--- start of DATA FOR PROCESSING ---

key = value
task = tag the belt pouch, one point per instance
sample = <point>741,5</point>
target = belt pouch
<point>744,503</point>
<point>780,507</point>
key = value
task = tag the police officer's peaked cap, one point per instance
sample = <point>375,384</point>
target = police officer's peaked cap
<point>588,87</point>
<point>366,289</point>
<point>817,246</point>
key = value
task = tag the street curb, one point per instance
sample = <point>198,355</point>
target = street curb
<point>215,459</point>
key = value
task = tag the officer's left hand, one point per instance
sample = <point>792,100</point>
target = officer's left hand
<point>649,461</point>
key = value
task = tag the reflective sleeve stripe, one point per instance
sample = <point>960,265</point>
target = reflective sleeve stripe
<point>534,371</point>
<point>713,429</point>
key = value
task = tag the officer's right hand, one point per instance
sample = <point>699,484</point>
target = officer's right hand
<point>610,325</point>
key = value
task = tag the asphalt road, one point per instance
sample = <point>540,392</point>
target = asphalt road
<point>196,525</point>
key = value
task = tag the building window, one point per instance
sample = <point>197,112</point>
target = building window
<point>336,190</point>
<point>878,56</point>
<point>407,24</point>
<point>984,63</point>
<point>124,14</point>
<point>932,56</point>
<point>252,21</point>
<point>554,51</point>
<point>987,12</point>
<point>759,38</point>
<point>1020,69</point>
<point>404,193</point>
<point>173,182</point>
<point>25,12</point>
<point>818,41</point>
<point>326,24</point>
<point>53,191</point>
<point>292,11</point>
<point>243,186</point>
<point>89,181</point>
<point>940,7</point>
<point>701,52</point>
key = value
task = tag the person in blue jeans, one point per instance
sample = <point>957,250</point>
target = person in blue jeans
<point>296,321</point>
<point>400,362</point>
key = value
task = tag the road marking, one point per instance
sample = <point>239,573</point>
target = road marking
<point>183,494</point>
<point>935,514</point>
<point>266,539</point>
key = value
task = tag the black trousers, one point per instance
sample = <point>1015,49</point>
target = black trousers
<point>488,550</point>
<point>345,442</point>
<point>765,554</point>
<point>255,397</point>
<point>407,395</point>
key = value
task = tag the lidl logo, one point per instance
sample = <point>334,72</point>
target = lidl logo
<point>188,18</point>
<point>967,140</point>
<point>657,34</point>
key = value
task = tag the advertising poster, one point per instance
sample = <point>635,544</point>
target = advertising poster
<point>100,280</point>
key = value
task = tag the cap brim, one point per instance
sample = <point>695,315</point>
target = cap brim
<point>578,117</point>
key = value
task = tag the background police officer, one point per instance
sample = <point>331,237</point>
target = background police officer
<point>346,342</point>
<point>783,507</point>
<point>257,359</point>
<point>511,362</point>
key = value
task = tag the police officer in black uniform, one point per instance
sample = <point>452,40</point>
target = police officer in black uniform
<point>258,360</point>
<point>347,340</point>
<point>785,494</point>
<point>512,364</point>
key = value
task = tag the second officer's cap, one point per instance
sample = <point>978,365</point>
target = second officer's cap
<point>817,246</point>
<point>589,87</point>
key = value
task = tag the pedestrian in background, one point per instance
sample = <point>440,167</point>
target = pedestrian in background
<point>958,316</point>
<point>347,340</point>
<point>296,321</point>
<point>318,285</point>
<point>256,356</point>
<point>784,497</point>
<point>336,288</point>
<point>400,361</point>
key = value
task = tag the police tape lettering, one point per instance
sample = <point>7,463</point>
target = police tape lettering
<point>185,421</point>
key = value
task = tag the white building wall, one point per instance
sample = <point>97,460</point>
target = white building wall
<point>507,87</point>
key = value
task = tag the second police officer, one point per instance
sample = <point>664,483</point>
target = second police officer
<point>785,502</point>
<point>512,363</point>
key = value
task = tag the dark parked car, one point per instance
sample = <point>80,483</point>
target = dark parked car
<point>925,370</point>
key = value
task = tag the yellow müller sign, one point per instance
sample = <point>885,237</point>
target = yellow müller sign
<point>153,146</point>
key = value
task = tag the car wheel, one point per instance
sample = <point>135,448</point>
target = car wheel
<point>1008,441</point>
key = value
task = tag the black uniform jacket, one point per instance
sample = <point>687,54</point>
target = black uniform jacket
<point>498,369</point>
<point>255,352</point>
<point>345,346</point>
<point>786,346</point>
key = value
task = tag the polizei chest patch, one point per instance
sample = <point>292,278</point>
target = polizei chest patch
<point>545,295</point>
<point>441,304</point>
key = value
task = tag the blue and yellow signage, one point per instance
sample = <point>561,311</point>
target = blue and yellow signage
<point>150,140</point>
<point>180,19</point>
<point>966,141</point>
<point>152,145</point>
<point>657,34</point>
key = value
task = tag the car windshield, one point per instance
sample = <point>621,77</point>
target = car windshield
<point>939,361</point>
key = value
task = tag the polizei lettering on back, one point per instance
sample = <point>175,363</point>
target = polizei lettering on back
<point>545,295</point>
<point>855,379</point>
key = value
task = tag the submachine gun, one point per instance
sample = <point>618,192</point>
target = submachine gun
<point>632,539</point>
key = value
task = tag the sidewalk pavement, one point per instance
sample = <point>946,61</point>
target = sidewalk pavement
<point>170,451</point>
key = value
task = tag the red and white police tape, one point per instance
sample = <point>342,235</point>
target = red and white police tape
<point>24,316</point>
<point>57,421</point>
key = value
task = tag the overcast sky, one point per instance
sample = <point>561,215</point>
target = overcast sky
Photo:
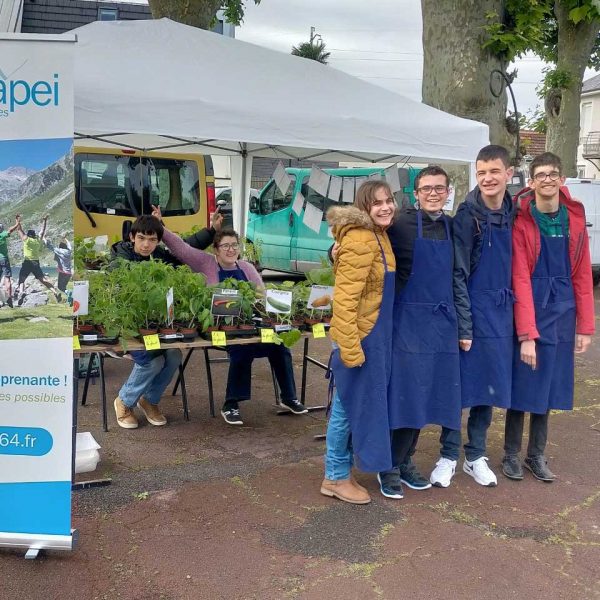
<point>379,41</point>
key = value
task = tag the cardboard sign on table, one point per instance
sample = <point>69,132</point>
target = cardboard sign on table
<point>226,303</point>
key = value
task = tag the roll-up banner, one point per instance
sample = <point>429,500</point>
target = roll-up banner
<point>36,236</point>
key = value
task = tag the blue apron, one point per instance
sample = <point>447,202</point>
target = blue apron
<point>425,382</point>
<point>551,385</point>
<point>363,390</point>
<point>486,369</point>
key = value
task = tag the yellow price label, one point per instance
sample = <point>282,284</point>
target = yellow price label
<point>319,330</point>
<point>267,336</point>
<point>152,342</point>
<point>218,338</point>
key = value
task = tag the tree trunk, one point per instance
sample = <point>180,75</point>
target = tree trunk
<point>456,69</point>
<point>197,13</point>
<point>575,43</point>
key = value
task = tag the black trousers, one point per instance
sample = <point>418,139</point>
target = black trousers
<point>513,433</point>
<point>404,444</point>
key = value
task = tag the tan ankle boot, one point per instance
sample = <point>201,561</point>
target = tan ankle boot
<point>345,490</point>
<point>355,483</point>
<point>152,412</point>
<point>125,417</point>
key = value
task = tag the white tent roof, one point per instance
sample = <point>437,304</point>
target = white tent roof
<point>157,84</point>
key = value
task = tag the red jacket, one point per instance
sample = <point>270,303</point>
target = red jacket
<point>526,250</point>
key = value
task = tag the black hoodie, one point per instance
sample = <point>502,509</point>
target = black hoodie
<point>469,226</point>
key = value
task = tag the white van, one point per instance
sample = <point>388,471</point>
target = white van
<point>587,191</point>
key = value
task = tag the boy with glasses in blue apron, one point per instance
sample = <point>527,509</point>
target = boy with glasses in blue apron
<point>425,382</point>
<point>554,311</point>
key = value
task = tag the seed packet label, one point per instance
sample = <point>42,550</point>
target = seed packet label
<point>226,303</point>
<point>267,336</point>
<point>152,342</point>
<point>170,310</point>
<point>279,301</point>
<point>218,338</point>
<point>318,330</point>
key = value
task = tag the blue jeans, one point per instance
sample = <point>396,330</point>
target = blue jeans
<point>150,379</point>
<point>240,370</point>
<point>338,453</point>
<point>480,419</point>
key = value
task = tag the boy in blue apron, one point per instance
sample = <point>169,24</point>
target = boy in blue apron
<point>484,306</point>
<point>425,382</point>
<point>554,311</point>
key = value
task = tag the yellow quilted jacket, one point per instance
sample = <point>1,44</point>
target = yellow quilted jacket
<point>359,275</point>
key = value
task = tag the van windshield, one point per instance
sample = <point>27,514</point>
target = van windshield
<point>129,185</point>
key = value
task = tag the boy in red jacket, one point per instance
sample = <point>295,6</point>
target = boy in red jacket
<point>554,310</point>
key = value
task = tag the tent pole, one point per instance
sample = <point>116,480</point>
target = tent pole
<point>245,195</point>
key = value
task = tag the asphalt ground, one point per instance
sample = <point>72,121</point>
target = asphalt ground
<point>203,510</point>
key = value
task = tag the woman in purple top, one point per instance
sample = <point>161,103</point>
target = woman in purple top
<point>217,267</point>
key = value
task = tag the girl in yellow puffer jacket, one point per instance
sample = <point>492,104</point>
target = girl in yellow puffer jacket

--- end of DATA FOR PROCESSING ---

WHAT YOU SHOULD DO
Locate each line in the material above that contains the word "sidewalk", and copy those lines.

TASK SOLUTION
task = tag the sidewalk pavement, one point per instance
target = sidewalk pavement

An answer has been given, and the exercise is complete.